##### Input records #####

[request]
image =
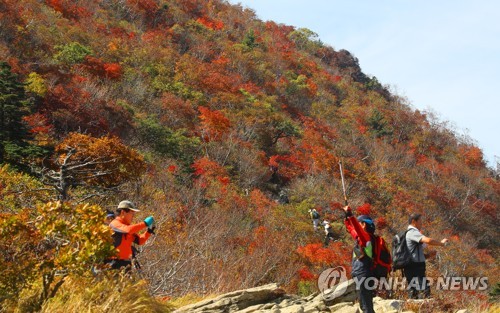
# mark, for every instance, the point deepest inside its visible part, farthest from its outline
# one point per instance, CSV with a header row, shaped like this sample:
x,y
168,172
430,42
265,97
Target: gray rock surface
x,y
271,299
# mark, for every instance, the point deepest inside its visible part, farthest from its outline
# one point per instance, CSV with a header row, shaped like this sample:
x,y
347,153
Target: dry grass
x,y
108,294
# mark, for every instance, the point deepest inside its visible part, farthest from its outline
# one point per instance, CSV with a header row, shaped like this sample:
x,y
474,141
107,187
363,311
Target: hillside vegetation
x,y
228,130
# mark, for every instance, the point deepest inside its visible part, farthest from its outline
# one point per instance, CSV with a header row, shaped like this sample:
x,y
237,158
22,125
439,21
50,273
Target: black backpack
x,y
381,257
401,256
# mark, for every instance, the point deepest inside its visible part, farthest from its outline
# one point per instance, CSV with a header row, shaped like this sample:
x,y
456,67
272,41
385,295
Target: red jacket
x,y
357,232
125,235
363,252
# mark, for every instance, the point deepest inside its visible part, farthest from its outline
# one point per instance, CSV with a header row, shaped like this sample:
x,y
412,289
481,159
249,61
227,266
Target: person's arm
x,y
141,239
433,242
118,226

#####

◆ Goal
Write out the listing again with each "outline" switched to "boundary" and all other text unchanged. Leave the pictures out of your copy.

◆ Problem solution
[request]
image =
# mark, for every instance, the point deepest inside its visible part, farthest from its boundary
# one point per instance, CSV with a header row, shaped like this sample:
x,y
168,172
430,42
265,97
Target: gray rock surface
x,y
271,299
# mark, for every instance, the point deepest inside its visible part, farthest from its boundary
# one point per instance, CSV with a header row, shaped like this sample:
x,y
347,153
Target: dry grass
x,y
108,294
# mark, for every instance, the point deepest inside its visible part, farthest from its boundary
# one point per instance, CSV with a header row, shaped like this sample:
x,y
474,141
107,187
363,311
Target: hillside vegetation
x,y
228,130
# mark, for every instance, the point deepest inside its visible part, farthest from its boundary
# one point per instance, CSV with a header row, shaped like this sample:
x,y
237,158
22,125
439,21
50,273
Target: black backpack
x,y
381,257
401,256
# mark, for every instance, the point deepest inside its visible part, farthest from its boundary
# one point per instance, CSV with a header row, shaped like this sample:
x,y
456,67
272,41
385,295
Target: red jacket
x,y
357,232
125,235
363,252
# mark, for every instance, the point deepest inside its visible part, farthest from its boundary
# one point per instance, CSV with a header row, shaped like this sample:
x,y
412,289
481,159
249,61
227,266
Target: person's arm
x,y
141,239
433,242
118,226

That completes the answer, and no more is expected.